-- OBJECTIVE --
From the listing below, pull out every line containing the string "shadow" and copy each one.

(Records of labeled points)
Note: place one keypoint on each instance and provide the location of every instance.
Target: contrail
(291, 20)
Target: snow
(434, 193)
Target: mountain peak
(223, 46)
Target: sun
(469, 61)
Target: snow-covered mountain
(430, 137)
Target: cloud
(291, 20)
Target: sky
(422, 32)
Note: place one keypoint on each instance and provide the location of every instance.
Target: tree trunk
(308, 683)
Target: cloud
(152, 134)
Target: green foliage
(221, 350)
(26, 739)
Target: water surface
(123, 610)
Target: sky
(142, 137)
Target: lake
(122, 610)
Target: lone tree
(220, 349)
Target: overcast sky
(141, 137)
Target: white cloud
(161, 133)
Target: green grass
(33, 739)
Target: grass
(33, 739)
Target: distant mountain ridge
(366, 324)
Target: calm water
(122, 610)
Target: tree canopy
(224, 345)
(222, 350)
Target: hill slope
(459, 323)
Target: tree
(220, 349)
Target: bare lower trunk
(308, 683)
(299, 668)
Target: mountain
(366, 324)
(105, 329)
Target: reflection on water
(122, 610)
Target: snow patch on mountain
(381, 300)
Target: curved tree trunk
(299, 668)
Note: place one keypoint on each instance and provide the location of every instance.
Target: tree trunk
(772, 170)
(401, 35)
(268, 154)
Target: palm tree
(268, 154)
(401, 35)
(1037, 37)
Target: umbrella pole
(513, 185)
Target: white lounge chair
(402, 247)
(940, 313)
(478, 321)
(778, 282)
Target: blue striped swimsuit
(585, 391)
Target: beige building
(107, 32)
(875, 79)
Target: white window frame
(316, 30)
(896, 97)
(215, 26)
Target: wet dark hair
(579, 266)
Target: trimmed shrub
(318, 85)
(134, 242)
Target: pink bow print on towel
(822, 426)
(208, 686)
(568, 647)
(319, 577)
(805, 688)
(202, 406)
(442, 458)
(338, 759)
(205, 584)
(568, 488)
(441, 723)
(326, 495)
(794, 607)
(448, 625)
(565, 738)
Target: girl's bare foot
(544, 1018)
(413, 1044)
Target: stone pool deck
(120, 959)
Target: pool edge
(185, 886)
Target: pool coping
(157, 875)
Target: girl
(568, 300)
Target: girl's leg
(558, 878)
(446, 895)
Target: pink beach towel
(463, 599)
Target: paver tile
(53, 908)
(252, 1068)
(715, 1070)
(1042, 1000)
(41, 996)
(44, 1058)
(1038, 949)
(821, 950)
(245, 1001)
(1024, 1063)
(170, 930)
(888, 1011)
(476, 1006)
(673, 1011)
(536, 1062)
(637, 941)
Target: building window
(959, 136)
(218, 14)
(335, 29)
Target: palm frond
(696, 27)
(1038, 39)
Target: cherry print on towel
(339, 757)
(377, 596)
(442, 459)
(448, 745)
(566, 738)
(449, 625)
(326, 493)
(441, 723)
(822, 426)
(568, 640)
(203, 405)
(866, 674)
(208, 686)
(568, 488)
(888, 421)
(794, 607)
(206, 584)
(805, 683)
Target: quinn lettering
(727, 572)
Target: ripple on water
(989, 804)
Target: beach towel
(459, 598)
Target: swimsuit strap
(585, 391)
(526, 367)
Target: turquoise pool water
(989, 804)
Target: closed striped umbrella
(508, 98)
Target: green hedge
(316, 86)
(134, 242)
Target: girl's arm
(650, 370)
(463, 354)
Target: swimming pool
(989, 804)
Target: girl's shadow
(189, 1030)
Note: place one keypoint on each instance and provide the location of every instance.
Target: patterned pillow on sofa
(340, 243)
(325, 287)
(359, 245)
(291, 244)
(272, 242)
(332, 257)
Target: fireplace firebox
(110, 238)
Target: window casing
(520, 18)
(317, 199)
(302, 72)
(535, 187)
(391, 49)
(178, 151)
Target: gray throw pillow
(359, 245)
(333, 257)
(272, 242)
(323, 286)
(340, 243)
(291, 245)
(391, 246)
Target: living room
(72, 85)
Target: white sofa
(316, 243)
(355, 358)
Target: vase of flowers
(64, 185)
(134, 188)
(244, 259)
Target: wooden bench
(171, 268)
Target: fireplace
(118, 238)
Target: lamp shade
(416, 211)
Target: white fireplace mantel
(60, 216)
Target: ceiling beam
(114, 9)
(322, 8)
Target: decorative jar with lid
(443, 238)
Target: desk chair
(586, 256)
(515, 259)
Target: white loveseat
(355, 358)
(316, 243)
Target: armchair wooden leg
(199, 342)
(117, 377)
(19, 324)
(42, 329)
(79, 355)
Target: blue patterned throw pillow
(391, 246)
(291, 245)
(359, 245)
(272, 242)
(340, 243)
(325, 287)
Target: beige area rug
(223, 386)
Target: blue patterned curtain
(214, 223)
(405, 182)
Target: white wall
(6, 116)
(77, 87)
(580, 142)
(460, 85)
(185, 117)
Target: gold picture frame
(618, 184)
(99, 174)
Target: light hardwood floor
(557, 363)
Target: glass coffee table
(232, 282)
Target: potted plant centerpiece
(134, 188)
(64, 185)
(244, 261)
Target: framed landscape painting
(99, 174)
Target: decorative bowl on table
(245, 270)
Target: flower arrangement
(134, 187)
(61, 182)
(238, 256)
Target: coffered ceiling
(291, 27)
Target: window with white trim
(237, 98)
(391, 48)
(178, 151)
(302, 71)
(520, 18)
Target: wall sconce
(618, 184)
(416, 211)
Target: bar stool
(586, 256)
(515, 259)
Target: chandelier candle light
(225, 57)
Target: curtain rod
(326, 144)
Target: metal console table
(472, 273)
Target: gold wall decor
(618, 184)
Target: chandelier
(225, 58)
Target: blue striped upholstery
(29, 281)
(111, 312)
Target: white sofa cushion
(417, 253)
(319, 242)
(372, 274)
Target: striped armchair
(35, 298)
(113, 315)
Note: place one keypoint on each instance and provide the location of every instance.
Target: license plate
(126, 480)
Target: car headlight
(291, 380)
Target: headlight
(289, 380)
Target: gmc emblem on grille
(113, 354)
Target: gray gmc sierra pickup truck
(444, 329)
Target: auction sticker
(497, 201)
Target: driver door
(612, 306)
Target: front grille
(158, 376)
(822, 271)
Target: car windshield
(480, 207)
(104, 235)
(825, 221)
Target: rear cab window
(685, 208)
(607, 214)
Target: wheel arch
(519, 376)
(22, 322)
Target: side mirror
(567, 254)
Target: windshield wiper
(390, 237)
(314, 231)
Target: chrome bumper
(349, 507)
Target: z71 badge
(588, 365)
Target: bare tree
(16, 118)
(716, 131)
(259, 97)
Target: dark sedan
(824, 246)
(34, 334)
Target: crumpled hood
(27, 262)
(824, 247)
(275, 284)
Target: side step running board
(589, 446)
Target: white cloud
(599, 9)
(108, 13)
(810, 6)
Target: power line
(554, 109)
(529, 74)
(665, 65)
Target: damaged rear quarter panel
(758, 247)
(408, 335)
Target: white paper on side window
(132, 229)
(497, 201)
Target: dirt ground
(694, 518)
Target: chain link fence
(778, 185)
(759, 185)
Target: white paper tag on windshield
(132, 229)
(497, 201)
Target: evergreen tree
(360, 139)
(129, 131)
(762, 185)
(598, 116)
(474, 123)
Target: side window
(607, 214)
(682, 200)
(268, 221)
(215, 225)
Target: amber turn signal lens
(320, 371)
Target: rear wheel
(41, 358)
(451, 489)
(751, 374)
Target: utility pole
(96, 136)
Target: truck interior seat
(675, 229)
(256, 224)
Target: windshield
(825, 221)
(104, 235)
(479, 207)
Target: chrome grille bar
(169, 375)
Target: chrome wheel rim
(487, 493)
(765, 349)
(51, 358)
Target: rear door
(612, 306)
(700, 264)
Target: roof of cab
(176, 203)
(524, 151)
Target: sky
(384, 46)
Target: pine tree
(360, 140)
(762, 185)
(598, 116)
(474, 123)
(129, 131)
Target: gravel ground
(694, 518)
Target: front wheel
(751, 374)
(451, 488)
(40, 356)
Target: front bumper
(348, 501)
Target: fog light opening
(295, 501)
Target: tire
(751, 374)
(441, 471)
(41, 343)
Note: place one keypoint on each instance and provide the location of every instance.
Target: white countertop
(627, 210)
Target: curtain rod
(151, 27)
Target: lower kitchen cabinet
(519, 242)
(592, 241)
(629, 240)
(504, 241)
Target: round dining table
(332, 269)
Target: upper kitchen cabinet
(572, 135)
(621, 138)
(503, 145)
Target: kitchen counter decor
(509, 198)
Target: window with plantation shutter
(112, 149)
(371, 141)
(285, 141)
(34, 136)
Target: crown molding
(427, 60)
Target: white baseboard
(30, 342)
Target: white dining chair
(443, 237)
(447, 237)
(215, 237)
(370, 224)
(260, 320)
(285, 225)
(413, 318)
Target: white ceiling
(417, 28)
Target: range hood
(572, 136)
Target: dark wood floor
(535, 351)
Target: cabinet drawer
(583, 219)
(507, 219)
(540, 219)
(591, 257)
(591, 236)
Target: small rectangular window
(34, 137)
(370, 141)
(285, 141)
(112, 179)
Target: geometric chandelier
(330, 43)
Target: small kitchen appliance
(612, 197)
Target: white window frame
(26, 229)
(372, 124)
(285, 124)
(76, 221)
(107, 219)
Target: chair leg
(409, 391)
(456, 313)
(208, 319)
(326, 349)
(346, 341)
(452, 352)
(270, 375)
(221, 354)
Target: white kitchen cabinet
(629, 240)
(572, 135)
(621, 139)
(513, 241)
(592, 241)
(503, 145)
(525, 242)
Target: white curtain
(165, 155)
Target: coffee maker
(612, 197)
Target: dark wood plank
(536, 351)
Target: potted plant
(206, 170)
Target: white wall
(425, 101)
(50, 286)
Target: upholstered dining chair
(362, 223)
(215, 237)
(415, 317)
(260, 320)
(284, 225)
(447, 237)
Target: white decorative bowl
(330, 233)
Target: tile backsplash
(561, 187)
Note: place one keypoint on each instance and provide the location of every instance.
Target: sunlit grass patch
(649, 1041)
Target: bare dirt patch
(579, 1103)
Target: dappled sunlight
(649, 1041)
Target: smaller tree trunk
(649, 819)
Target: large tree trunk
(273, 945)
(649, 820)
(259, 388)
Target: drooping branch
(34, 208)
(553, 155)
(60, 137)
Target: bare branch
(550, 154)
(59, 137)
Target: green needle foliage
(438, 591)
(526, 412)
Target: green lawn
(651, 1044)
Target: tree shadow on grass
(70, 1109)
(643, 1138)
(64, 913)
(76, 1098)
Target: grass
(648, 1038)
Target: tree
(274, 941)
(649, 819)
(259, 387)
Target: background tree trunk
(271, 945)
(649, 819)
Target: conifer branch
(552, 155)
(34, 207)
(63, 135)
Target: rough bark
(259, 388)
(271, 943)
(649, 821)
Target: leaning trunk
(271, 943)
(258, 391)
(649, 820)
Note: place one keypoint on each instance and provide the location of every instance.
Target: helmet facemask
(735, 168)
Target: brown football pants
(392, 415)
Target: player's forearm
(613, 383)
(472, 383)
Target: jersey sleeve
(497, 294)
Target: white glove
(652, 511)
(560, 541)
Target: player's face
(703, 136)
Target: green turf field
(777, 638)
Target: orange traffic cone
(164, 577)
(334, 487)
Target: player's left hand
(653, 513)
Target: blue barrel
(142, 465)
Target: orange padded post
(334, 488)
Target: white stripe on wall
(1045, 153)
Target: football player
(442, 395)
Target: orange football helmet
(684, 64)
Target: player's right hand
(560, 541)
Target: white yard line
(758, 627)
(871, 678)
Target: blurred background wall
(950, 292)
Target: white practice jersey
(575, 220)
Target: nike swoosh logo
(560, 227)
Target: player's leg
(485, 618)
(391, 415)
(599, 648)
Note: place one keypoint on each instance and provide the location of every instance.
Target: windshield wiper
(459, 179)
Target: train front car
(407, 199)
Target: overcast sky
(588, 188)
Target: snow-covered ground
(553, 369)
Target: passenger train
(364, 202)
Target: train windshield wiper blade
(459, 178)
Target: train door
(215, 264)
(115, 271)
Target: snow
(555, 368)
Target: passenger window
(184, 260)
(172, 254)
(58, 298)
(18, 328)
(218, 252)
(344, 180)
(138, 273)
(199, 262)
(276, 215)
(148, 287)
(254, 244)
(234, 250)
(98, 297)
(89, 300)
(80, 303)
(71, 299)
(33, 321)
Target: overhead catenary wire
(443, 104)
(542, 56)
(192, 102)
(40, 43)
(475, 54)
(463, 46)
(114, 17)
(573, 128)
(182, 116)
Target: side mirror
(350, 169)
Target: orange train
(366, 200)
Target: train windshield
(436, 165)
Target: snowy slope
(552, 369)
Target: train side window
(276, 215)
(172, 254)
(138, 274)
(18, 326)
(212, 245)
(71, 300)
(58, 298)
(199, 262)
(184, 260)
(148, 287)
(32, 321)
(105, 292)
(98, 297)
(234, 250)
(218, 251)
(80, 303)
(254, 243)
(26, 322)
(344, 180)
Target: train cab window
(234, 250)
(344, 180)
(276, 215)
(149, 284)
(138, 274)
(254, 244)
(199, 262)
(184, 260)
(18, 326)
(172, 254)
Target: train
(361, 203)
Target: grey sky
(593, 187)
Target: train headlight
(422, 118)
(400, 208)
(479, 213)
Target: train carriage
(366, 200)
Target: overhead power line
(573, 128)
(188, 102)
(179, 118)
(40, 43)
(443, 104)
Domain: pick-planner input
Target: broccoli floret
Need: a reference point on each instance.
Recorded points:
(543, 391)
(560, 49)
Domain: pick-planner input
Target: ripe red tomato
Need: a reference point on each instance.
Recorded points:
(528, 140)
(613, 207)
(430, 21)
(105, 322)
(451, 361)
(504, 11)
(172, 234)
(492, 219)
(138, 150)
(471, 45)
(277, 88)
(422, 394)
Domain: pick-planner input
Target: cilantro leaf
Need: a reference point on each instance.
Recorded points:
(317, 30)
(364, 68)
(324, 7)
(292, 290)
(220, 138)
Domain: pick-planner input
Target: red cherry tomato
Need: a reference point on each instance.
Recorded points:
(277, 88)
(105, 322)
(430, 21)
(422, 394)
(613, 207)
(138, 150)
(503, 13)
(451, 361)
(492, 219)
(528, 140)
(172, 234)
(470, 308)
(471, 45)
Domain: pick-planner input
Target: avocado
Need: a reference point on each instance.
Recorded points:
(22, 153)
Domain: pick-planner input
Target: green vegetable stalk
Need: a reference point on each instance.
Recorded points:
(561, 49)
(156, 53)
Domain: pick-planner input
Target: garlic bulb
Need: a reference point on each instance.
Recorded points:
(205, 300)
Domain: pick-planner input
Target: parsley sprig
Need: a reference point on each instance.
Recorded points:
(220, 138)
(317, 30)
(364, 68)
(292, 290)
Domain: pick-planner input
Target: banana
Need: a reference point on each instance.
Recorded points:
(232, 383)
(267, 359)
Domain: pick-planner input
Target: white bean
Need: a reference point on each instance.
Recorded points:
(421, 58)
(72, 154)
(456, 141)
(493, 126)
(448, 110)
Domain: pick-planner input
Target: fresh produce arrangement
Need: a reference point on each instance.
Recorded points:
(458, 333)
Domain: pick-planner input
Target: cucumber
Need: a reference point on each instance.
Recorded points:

-- TASK RESULT --
Target: girl's shadow
Target: tree shadow on grass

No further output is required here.